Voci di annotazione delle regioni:

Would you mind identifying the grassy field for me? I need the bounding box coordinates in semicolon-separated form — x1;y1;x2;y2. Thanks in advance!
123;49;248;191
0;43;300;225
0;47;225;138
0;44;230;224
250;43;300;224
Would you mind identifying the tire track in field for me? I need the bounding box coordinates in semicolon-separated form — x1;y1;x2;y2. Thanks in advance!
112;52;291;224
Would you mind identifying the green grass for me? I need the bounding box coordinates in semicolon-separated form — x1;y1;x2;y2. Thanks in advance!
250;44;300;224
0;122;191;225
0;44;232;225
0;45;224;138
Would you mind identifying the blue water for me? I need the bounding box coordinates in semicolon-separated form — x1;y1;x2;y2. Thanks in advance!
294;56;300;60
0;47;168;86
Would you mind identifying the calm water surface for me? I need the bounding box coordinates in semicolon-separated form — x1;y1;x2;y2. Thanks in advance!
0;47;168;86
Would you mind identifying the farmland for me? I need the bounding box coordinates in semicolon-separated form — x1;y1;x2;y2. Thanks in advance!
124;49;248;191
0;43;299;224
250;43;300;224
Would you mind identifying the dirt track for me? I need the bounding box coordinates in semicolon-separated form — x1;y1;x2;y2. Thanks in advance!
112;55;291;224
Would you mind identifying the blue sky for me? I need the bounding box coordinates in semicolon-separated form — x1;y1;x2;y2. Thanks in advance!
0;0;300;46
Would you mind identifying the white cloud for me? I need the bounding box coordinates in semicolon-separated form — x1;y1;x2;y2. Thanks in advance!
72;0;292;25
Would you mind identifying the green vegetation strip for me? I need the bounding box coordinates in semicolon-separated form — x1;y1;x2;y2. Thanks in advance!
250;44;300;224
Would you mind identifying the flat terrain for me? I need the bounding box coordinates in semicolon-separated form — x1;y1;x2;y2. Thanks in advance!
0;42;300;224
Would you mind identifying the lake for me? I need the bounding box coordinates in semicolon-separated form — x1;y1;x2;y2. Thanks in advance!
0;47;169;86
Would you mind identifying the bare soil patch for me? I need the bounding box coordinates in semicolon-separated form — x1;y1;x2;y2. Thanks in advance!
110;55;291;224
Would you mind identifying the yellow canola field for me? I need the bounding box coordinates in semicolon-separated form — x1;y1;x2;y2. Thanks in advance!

# COMPITO DA SVOLGERE:
Sostituisci "white cloud" con "gray cloud" nel tratto che va dalla riga contenente "Would you mind identifying the dirt" fino alla fine delle voci. Riporta solo quelle righe, senza cambiare nient'altro.

# SOLUZIONE DEL COMPITO:
Would you mind identifying the dirt track for me? I need the bounding box coordinates in semicolon-separated form — x1;y1;x2;y2. Thanks in advance!
112;55;291;224
Would you mind identifying the blue sky for me? I need the bounding box coordinates in semicolon-separated form — x1;y1;x2;y2. Thanks in advance!
0;0;300;46
Would you mind identifying the gray cloud for me? I need the bounding box coordinates in semicolon-separated form — x1;y1;x2;y2. Thanks in advance!
72;0;292;25
Would you mind identifying the green vegetation strip for me? I need the bounding box coordinates in semicolon-separated form — x1;y1;x2;y2. Thanks in advance!
250;44;300;224
Would you mind identifying the flat terrain for me? I need the bounding box coordinates in semicolon-separated form — x1;y1;x2;y2. Thanks in advance!
0;42;300;224
Would you mind identifying the lake for me? I need the bounding box coordinates in semicolon-separated form — x1;y1;x2;y2. Thanks in advance!
0;47;169;86
Would you mind identifying the bare soil patch for me? I need the bounding box coordinates in semicolon-separated form — x1;y1;x2;y2. Thanks in advance!
110;55;291;224
Would you mind identifying the yellow canola field for me? I need the bounding box coordinates in semicolon-separated form — x1;y1;x2;y2. Thanks in advance!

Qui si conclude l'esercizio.